▶ To be done:
Put every line of the rows below into a JSON list of strings, with one string per line and no blank lines.

Pointing dataset rows

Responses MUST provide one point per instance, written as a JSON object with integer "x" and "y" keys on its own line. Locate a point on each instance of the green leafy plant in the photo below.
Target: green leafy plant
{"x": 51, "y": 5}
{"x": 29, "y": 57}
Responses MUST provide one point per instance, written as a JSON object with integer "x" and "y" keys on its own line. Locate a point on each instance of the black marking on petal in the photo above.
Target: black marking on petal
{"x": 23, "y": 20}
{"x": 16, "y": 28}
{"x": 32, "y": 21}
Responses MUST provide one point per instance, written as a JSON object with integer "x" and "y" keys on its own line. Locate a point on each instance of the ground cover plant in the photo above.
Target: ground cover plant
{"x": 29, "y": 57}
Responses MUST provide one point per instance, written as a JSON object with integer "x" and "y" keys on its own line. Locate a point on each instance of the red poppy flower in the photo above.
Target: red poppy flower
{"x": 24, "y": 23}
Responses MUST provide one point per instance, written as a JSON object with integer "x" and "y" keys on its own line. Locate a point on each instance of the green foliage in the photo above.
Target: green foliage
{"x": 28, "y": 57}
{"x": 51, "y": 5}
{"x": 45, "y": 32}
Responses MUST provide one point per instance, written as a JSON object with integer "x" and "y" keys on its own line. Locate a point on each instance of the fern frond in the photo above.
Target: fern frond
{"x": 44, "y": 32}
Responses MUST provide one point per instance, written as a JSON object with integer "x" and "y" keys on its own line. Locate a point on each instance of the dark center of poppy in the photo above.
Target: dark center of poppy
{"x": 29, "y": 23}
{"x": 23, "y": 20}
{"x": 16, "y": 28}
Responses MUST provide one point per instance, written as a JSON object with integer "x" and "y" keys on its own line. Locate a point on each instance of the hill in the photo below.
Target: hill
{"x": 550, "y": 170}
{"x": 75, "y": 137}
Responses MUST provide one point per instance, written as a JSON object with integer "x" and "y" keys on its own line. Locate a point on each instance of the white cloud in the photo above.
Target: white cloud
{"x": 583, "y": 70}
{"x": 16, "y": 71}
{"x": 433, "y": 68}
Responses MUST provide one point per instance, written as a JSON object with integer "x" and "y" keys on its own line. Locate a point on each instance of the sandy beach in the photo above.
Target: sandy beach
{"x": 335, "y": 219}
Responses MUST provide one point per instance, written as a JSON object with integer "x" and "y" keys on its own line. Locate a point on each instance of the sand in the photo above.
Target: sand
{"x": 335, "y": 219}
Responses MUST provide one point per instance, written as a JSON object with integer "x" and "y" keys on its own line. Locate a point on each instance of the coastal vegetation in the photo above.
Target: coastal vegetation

▶ Response to the exercise:
[
  "Responses MUST provide one point per instance, written as a JSON object with integer \"x\" and \"y\" keys on its own line. Locate a point on each instance of the green leafy plant in the photo below.",
  "Target: green leafy plant",
  "{\"x\": 51, \"y\": 5}",
  "{\"x\": 29, \"y\": 57}",
  "Responses MUST provide one point per instance, written as a JSON object with integer \"x\" and \"y\" keys on its own line. Locate a point on each instance of the black marking on petal in the photo above.",
  "Target: black marking on petal",
  "{\"x\": 23, \"y\": 20}",
  "{\"x\": 16, \"y\": 28}",
  "{\"x\": 32, \"y\": 21}",
  "Responses MUST provide one point per instance, written as a JSON object with integer \"x\" and \"y\" keys on its own line. Locate a point on each instance of the ground cover plant in the photo above.",
  "Target: ground cover plant",
  "{\"x\": 29, \"y\": 57}",
  "Responses MUST provide one point per instance, written as a JSON object with integer \"x\" and \"y\" keys on its own line. Locate a point on each instance of the red poppy flower in the photo above.",
  "Target: red poppy flower",
  "{\"x\": 24, \"y\": 23}",
  "Responses MUST provide one point per instance, written as a JSON object with integer \"x\" and \"y\" keys on its own line. Locate a point on each instance of the green foliage in the photo above.",
  "Target: green foliage",
  "{\"x\": 28, \"y\": 57}",
  "{\"x\": 51, \"y\": 5}",
  "{\"x\": 45, \"y\": 32}",
  "Responses MUST provide one point per instance, written as a JSON object with integer \"x\" and \"y\" keys on its own line. Locate a point on each instance of the fern frond in the photo above.",
  "Target: fern frond",
  "{\"x\": 44, \"y\": 32}",
  "Responses MUST provide one point per instance, written as a JSON object with integer \"x\" and \"y\" keys on its own line. Locate a point on each instance of the dark center of poppy in the photo above.",
  "Target: dark center of poppy",
  "{\"x\": 29, \"y\": 23}",
  "{\"x\": 23, \"y\": 20}",
  "{\"x\": 16, \"y\": 28}",
  "Responses MUST provide one point per instance, written as a JSON object with integer \"x\" and \"y\" keys on its own line. Locate a point on each instance of the hill in the photo below.",
  "Target: hill",
  "{\"x\": 550, \"y\": 170}",
  "{\"x\": 75, \"y\": 137}",
  "Responses MUST provide one point per instance, written as a JSON object with integer \"x\" and \"y\" keys on its own line. Locate a point on each instance of the white cloud in the photo above.",
  "Target: white cloud",
  "{\"x\": 583, \"y\": 70}",
  "{\"x\": 16, \"y\": 71}",
  "{\"x\": 433, \"y\": 68}",
  "Responses MUST provide one point per instance, written as a JSON object with integer \"x\" and \"y\" keys on its own line. Locate a point on each instance of the sandy beach in the photo above.",
  "Target: sandy beach",
  "{\"x\": 335, \"y\": 219}",
  "Responses MUST provide one point per instance, written as a JSON object with integer \"x\" and \"y\" keys on its own line. Locate a point on each instance of the sand in the photo above.",
  "Target: sand",
  "{\"x\": 335, \"y\": 219}",
  "Responses MUST provide one point per instance, written as a JSON object with integer \"x\" and \"y\" keys on its own line. Locate a point on each instance of the coastal vegetation in the photo above.",
  "Target: coastal vegetation"
]